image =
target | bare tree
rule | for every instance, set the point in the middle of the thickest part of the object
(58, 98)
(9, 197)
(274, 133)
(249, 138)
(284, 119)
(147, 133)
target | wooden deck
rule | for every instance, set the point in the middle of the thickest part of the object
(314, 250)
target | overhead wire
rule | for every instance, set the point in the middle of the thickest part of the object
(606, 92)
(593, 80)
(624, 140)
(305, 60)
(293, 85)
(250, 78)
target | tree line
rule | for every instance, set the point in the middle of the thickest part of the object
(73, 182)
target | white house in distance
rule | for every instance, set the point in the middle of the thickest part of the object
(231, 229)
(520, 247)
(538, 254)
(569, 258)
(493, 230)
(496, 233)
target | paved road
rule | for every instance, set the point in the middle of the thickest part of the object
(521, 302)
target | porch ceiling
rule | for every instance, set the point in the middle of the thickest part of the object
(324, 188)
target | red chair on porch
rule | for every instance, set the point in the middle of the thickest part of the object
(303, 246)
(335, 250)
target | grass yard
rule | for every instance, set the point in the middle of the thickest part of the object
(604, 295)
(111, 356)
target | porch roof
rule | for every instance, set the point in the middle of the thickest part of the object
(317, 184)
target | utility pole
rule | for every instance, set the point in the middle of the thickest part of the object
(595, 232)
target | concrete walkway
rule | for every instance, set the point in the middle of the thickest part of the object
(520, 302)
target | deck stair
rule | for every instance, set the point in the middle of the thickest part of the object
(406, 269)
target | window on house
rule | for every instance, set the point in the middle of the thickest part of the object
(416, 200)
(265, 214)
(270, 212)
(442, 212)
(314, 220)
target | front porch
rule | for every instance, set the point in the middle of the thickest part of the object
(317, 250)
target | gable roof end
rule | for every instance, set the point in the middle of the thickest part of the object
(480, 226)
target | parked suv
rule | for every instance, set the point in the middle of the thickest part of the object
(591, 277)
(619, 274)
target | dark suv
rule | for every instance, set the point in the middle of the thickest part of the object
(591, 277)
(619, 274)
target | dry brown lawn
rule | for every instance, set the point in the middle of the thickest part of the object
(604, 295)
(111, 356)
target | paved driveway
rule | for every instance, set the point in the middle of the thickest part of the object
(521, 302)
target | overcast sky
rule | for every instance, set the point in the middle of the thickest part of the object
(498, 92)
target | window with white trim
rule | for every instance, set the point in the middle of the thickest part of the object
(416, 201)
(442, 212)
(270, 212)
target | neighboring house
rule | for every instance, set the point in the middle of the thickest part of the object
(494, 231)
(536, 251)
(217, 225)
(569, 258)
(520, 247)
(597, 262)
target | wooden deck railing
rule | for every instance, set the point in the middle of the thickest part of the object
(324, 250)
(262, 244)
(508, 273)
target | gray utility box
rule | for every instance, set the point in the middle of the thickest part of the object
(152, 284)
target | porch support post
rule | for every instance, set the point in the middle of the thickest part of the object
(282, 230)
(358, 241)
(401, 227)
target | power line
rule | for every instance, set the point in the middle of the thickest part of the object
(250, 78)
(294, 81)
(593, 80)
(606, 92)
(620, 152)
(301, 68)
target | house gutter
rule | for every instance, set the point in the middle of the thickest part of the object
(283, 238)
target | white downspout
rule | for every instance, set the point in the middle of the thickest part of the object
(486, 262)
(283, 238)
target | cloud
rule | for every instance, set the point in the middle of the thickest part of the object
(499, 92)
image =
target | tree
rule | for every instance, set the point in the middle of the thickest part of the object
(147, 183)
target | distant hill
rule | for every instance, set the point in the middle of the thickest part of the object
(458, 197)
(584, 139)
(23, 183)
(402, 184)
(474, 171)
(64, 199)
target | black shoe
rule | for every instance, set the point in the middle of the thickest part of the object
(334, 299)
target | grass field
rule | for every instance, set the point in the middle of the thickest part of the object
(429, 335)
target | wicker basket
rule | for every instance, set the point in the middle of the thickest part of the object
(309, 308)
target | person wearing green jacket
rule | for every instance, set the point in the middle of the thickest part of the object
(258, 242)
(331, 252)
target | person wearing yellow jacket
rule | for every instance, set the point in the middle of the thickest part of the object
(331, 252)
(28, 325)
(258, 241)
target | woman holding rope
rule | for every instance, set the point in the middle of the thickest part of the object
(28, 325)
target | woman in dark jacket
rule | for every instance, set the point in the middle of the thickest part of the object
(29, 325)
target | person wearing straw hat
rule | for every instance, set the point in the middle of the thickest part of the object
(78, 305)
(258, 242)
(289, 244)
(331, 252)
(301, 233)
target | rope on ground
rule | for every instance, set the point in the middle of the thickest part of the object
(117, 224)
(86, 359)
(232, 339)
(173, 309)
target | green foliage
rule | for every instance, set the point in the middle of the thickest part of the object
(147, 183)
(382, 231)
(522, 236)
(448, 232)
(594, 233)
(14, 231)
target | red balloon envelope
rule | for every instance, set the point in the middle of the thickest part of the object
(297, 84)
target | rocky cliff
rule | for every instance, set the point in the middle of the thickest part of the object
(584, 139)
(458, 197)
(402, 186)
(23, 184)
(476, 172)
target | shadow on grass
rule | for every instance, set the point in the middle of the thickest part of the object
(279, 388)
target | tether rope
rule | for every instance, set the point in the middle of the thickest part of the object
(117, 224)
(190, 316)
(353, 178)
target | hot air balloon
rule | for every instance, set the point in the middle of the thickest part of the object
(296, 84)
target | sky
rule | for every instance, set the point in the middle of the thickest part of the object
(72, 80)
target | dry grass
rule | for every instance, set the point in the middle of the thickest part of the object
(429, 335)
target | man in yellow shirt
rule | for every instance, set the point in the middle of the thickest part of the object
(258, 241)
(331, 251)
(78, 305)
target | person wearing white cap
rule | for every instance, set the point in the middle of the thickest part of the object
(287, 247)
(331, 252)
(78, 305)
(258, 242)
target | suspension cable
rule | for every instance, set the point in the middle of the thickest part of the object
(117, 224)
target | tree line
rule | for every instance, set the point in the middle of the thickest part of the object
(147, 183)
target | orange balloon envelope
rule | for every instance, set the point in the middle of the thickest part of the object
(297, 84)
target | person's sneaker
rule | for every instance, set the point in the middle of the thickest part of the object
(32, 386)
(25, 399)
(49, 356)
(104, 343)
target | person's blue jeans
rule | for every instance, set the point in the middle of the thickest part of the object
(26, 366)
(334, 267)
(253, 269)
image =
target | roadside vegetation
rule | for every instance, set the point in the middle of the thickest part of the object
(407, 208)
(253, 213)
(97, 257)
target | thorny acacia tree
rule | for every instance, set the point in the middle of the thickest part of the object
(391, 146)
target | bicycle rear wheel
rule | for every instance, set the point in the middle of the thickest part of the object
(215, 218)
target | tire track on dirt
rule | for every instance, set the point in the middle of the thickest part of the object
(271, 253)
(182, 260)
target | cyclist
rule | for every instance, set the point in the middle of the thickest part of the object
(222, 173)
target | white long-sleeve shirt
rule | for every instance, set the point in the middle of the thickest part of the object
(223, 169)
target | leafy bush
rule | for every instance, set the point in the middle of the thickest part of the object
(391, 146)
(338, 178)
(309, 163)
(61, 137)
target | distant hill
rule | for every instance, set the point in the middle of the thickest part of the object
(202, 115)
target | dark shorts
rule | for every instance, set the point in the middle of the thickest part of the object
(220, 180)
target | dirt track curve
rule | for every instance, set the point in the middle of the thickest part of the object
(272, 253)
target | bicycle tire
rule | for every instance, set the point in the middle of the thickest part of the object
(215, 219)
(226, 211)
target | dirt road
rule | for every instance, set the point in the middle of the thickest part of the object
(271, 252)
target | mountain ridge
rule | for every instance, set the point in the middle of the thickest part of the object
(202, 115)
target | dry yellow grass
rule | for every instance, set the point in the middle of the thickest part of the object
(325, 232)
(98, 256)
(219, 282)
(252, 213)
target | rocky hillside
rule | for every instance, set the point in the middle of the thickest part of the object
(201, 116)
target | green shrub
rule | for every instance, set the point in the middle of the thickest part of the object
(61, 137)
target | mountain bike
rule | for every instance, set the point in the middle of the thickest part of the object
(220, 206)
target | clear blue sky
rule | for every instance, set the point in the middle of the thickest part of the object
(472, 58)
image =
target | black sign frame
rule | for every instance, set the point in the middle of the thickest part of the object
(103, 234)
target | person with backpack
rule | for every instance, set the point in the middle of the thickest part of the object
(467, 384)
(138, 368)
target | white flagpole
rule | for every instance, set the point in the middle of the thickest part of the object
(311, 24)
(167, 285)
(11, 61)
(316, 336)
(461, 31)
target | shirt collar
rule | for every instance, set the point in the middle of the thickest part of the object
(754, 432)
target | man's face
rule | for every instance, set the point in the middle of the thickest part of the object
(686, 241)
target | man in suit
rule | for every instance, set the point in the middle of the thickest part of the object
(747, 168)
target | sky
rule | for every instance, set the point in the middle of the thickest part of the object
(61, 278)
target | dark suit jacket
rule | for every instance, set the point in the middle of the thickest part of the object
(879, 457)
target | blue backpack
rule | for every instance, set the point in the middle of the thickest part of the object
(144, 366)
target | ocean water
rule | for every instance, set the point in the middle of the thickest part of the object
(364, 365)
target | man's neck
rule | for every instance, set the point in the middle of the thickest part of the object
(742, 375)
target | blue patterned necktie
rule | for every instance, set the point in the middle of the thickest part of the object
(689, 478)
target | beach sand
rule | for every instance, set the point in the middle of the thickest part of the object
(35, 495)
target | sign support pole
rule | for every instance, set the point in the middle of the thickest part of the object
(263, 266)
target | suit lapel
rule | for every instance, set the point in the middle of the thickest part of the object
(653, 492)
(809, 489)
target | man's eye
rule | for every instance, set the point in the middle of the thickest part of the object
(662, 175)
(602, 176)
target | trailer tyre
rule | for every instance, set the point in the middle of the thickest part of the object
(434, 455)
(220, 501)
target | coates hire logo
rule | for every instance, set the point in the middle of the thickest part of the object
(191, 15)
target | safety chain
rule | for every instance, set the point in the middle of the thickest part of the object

# OBJECTIVE
Reproduce the lines starting at the line that contains "target | safety chain" and ending at the end of the records, both included.

# TASK RESPONSE
target | safety chain
rule | for every instance, set the point in the middle of the thickest part of the object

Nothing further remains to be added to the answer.